■ 課題一覧
- A) 本文を読み、次の問いに答えなさい。
(i) うまみ調味料を1年間に1回以上使った家庭は何%か。
(ii) 調理を必要とする720種類のメニューのうち、うまみ調味料が使われるメニューは何種類か。
(iii) 穀物酢が使われたメニューは何種類か。
- B) 記録のうち、文字列「shown」を含む行をすべて書き写して報告しなさい。

■ 本文
'''
目からウロコが落ちる話

目からウロコが落ちる話

弊社前会長、齋藤隆による食に纏わることを綴ったコラムです。

第3回 百鼠(ひゃくねずみ)の心

top_column_3.jpg2回目で、食材の特質を活かした調理の大切さをお話しました。食材の特質を活かす大切な調理に調味があります。今回は調味のお話をします。
うまみ調味料(味の素、ハイミーなど)については賛否両論です。筆者の周りには食のプロが沢山います。そうした達人たちのほとんどが、うまみ調味料を良く云いません。今、うまみ調味料は不利な立場に立たされています。でも本当にそうでしょうか?

ここで問題です。
うまみ調味料を1年間に1回以上使った家庭は何割でしょう?
答え 44%(2006年1年間の食MAPデータより)

「え~?嘘!」のように思われた方々が多いのではないでしょうか。うまみ調味料を使った家庭では、1年間に平均52回使っています。ちょうど1週間に1回の割合です。当然、もっと使っている家庭がたくさんいます。食の達人たちからすると驚きの結果です。うまみ調味料は食卓で結構活躍しています。

次の質問です。
食MAPのメニュー分類には調理を必要とするメニューが720種類登録されています。その内、うまみ調味料が使われるメニューの種類は何種類でしょう?
答え 451種類

すごいですね。調理系メニューの6割以上に使われています。

この凄さを実感するためにもう一つの質問です。
和食の代表的調味料である濃口醤油と味噌、穀物酢が使われたメニューの種類数は?
答え 濃口醤油674種類 穀物酢346種類 味噌281種類

うまみ調味料は、酢や味噌よりたくさんの種類のメニューに使われています。

最後の質問。
うまみ調味料が一番使われているメニューは何ですか?
この質問、プロでも正解は難しい。意外な答えです。でも内緒です。

「どうして、意地悪!」
「お便りください!お便りくださった方にはそっとお教えいたします」

料理人界で、うまみ調味料を「劇薬」と称する向きがあることをご存知ですか?物騒な表現ですが、決して悪い意味の表現ではありません。和風だしをとったり野菜や魚の煮物を作るとき、料理人は昆布や鰹節をふんだんに使います。そして最後にうまみ調味料を少し使うと、見事に味がまとまるのです。しかし玄人を自負する手前、なかなか云えないらしい。だから劇薬なのです。値段の高い昆布や鰹節をふんだんに使うのも良いですが、うまみ調味料を隠し味として忍ばせる技は十分に文化です。
'''
■ 提供データ
'''
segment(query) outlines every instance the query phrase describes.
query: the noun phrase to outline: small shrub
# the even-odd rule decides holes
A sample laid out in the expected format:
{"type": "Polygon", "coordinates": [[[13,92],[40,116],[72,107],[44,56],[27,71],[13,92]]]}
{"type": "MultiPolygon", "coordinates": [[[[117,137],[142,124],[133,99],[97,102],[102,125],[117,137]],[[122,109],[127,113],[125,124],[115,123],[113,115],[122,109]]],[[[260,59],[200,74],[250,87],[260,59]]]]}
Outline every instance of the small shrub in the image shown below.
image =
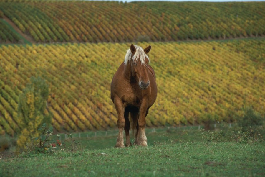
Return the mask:
{"type": "Polygon", "coordinates": [[[261,132],[263,127],[250,127],[243,128],[242,127],[229,127],[226,123],[222,122],[223,128],[221,130],[203,131],[202,139],[210,142],[236,142],[241,143],[260,142],[263,141],[263,137],[261,132]]]}
{"type": "Polygon", "coordinates": [[[255,112],[252,108],[249,108],[245,111],[243,117],[238,119],[237,124],[239,126],[247,128],[250,126],[262,125],[264,120],[264,117],[255,112]]]}
{"type": "Polygon", "coordinates": [[[27,150],[28,153],[49,153],[56,150],[64,151],[66,149],[65,142],[72,137],[71,134],[62,132],[54,133],[52,127],[47,127],[45,123],[38,130],[42,133],[34,138],[36,143],[28,144],[27,150]],[[63,142],[60,140],[60,134],[66,134],[69,138],[63,142]],[[55,136],[56,138],[54,137],[55,136]]]}

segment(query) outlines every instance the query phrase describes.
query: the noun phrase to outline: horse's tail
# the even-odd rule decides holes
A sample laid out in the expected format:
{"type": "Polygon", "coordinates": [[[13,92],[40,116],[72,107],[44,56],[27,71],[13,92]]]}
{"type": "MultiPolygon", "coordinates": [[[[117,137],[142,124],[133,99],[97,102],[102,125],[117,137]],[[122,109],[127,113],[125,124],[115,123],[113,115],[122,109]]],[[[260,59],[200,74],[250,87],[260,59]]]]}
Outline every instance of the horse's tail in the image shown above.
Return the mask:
'''
■ 解答
- A)
(i) 44%
(ii) 451種類
(iii) 346種類

- B)
Outline every instance of the small shrub in the image shown below.
Outline every instance of the horse's tail in the image shown above.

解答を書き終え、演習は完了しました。